▶ Short task
Lay out all of the material below as a JSON list of strings, one string for each line, with blank lines left out.

▶ Provided data
※

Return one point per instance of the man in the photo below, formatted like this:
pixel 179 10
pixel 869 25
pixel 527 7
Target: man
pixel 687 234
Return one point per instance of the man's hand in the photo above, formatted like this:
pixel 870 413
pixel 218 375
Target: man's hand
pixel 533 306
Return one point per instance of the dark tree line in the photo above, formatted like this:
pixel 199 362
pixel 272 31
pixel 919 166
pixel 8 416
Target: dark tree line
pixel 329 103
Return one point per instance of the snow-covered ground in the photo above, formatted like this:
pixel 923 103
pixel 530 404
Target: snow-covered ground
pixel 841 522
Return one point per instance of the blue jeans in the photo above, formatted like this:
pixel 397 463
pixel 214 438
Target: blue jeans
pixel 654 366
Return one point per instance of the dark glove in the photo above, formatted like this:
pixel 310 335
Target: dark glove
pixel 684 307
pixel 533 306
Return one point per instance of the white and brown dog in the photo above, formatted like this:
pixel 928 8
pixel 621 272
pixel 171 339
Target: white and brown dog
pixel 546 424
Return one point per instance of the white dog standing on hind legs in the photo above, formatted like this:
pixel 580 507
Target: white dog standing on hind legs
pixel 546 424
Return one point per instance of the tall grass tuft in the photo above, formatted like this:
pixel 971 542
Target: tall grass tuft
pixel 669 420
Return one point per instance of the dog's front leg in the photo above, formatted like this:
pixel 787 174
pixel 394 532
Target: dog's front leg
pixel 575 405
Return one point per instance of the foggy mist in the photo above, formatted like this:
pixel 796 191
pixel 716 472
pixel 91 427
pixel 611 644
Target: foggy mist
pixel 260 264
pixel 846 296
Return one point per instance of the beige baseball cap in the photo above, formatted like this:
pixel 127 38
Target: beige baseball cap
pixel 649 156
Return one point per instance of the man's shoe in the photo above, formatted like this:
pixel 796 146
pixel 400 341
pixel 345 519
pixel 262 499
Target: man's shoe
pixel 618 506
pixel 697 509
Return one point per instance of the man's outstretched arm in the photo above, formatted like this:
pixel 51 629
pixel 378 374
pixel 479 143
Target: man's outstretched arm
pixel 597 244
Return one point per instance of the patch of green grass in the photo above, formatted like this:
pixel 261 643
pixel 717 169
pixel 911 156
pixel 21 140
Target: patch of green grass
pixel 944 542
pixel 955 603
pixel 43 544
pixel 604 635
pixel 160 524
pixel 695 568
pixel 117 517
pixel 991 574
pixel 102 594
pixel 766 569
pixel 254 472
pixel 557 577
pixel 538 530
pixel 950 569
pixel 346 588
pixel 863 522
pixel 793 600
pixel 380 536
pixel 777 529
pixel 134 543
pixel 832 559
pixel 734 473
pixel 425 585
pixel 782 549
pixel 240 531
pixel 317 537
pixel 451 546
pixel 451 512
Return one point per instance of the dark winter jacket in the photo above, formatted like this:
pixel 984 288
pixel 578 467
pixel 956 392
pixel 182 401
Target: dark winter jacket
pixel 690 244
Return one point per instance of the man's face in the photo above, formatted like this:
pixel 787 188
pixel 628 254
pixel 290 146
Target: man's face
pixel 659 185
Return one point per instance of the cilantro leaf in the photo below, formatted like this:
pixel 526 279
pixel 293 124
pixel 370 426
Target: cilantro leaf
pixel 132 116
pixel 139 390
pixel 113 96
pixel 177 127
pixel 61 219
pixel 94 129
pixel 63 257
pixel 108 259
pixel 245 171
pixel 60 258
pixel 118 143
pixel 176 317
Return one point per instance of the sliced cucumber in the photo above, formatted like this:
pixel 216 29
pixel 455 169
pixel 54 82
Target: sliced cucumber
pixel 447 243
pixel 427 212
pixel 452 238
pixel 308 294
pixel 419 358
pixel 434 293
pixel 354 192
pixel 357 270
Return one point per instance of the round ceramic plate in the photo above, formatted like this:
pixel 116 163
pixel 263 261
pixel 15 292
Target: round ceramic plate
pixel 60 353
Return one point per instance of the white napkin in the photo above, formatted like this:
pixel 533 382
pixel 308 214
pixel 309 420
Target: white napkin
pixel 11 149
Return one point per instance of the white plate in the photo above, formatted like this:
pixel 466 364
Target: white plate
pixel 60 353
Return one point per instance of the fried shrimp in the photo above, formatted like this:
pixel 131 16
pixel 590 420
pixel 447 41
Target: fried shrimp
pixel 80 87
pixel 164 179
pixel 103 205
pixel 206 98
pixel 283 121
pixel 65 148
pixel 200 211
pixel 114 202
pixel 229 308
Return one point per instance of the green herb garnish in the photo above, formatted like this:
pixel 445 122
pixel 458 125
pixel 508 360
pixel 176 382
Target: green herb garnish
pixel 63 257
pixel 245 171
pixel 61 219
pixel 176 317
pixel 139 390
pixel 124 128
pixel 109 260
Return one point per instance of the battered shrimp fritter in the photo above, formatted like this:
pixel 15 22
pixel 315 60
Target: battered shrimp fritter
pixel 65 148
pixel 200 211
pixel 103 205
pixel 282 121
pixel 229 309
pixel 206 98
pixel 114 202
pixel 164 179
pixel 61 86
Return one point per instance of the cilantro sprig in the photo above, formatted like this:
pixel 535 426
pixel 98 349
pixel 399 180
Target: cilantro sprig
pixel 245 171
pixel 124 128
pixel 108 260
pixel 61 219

※

▶ Written response
[
  "Return one point per instance of the man in the photo below, formatted like this:",
  "pixel 179 10",
  "pixel 869 25",
  "pixel 527 7",
  "Target: man",
  "pixel 687 234",
  "Return one point per instance of the man's hand in the photo above, formatted like this:",
  "pixel 870 413",
  "pixel 218 375",
  "Target: man's hand",
  "pixel 533 306",
  "Return one point per instance of the dark tree line in the photo above, formatted like this:",
  "pixel 199 362",
  "pixel 272 31",
  "pixel 919 166",
  "pixel 8 416",
  "Target: dark tree line",
  "pixel 329 103",
  "Return one point per instance of the snow-covered ground in the photo above, formatted like this:",
  "pixel 923 103",
  "pixel 530 404",
  "Target: snow-covered ground",
  "pixel 841 522",
  "Return one point per instance of the blue jeans in the photo above, formatted like this:",
  "pixel 397 463",
  "pixel 214 438",
  "Target: blue jeans",
  "pixel 654 366",
  "Return one point per instance of the dark glove in the photo above, formatted like this:",
  "pixel 310 335",
  "Target: dark glove",
  "pixel 684 307",
  "pixel 533 306",
  "Return one point per instance of the white and brown dog in the photo above, formatted like this:",
  "pixel 928 8",
  "pixel 621 272",
  "pixel 171 339",
  "Target: white and brown dog",
  "pixel 546 424",
  "Return one point per instance of the white dog standing on hind legs in the photo above, formatted like this:",
  "pixel 580 507",
  "Target: white dog standing on hind legs",
  "pixel 546 424",
  "Return one point per instance of the tall grass tuft in the photo above, formatted like this:",
  "pixel 971 542",
  "Target: tall grass tuft",
  "pixel 669 420",
  "Return one point per instance of the dog's front leg in the photo above, formatted like this:",
  "pixel 787 174",
  "pixel 394 532",
  "Target: dog's front leg",
  "pixel 575 405",
  "Return one point per instance of the foggy mist in the photo above, formatted like this:",
  "pixel 796 191",
  "pixel 716 472",
  "pixel 91 427",
  "pixel 611 644",
  "Target: foggy mist",
  "pixel 260 264",
  "pixel 846 296",
  "Return one point per instance of the beige baseball cap in the photo above, formatted like this:",
  "pixel 127 38",
  "Target: beige baseball cap",
  "pixel 649 156",
  "Return one point per instance of the man's shoe in the photo above, formatted like this:",
  "pixel 796 146",
  "pixel 400 341",
  "pixel 345 519",
  "pixel 262 499",
  "Target: man's shoe",
  "pixel 618 506",
  "pixel 697 509",
  "Return one point per instance of the man's outstretched arm in the photo above, formatted like this:",
  "pixel 51 629",
  "pixel 378 374",
  "pixel 479 143",
  "Target: man's outstretched arm",
  "pixel 597 244",
  "Return one point per instance of the patch of green grass in the photo above, formatted like this:",
  "pixel 261 643",
  "pixel 717 169",
  "pixel 911 156",
  "pixel 21 140",
  "Target: patch of green grass",
  "pixel 944 542",
  "pixel 955 603",
  "pixel 43 544",
  "pixel 604 635",
  "pixel 160 524",
  "pixel 695 568",
  "pixel 117 517",
  "pixel 991 574",
  "pixel 102 594",
  "pixel 766 569",
  "pixel 254 472",
  "pixel 557 577",
  "pixel 538 530",
  "pixel 950 569",
  "pixel 346 588",
  "pixel 863 522",
  "pixel 793 600",
  "pixel 380 536",
  "pixel 777 529",
  "pixel 134 543",
  "pixel 832 559",
  "pixel 734 473",
  "pixel 425 585",
  "pixel 782 549",
  "pixel 240 531",
  "pixel 317 537",
  "pixel 451 546",
  "pixel 451 512",
  "Return one point per instance of the dark winter jacket in the photo above, formatted like this:",
  "pixel 984 288",
  "pixel 578 467",
  "pixel 956 392",
  "pixel 182 401",
  "Target: dark winter jacket",
  "pixel 690 244",
  "Return one point per instance of the man's face in the photo above, formatted like this:",
  "pixel 787 188",
  "pixel 628 254",
  "pixel 290 146",
  "Target: man's face",
  "pixel 659 185",
  "Return one point per instance of the cilantro leaf in the photo below, formatted like this:",
  "pixel 526 279",
  "pixel 293 124",
  "pixel 370 426",
  "Target: cilantro leaf",
  "pixel 132 116",
  "pixel 139 390",
  "pixel 113 96",
  "pixel 177 127",
  "pixel 61 219",
  "pixel 94 129",
  "pixel 63 257",
  "pixel 108 259",
  "pixel 245 171",
  "pixel 60 258",
  "pixel 118 143",
  "pixel 176 317",
  "Return one point per instance of the sliced cucumber in the photo above, formatted like this:",
  "pixel 216 29",
  "pixel 455 169",
  "pixel 54 82",
  "Target: sliced cucumber",
  "pixel 447 243",
  "pixel 427 212",
  "pixel 452 238",
  "pixel 308 294",
  "pixel 419 358",
  "pixel 434 293",
  "pixel 354 192",
  "pixel 357 270",
  "Return one point per instance of the round ceramic plate in the photo above, formatted like this:",
  "pixel 116 163",
  "pixel 263 261",
  "pixel 15 292",
  "Target: round ceramic plate",
  "pixel 60 353",
  "Return one point per instance of the white napkin in the photo above, formatted like this:",
  "pixel 533 382",
  "pixel 308 214",
  "pixel 309 420",
  "Target: white napkin",
  "pixel 11 149",
  "Return one point per instance of the white plate in the photo above, formatted like this:",
  "pixel 466 364",
  "Target: white plate",
  "pixel 60 353",
  "Return one point per instance of the fried shrimp in the photo above, formatted like this:",
  "pixel 131 16",
  "pixel 590 420",
  "pixel 447 41",
  "Target: fried shrimp",
  "pixel 80 87",
  "pixel 164 179",
  "pixel 103 205",
  "pixel 206 98",
  "pixel 283 121",
  "pixel 65 148",
  "pixel 200 211",
  "pixel 114 202",
  "pixel 229 308",
  "Return one point per instance of the green herb garnish in the photo above, formatted like this:",
  "pixel 445 122",
  "pixel 458 125",
  "pixel 508 360",
  "pixel 176 382",
  "Target: green herb garnish",
  "pixel 63 257",
  "pixel 245 171",
  "pixel 61 219",
  "pixel 176 317",
  "pixel 139 390",
  "pixel 124 128",
  "pixel 109 260",
  "Return one point per instance of the battered shrimp fritter in the photo above, formatted like this:",
  "pixel 15 22",
  "pixel 315 60",
  "Target: battered shrimp fritter",
  "pixel 65 148",
  "pixel 200 211",
  "pixel 103 205",
  "pixel 282 121",
  "pixel 229 309",
  "pixel 206 98",
  "pixel 114 202",
  "pixel 164 179",
  "pixel 61 86",
  "Return one point per instance of the cilantro sprig in the photo above, formatted like this:",
  "pixel 535 426",
  "pixel 98 349",
  "pixel 399 180",
  "Target: cilantro sprig",
  "pixel 245 171",
  "pixel 124 128",
  "pixel 108 260",
  "pixel 61 219"
]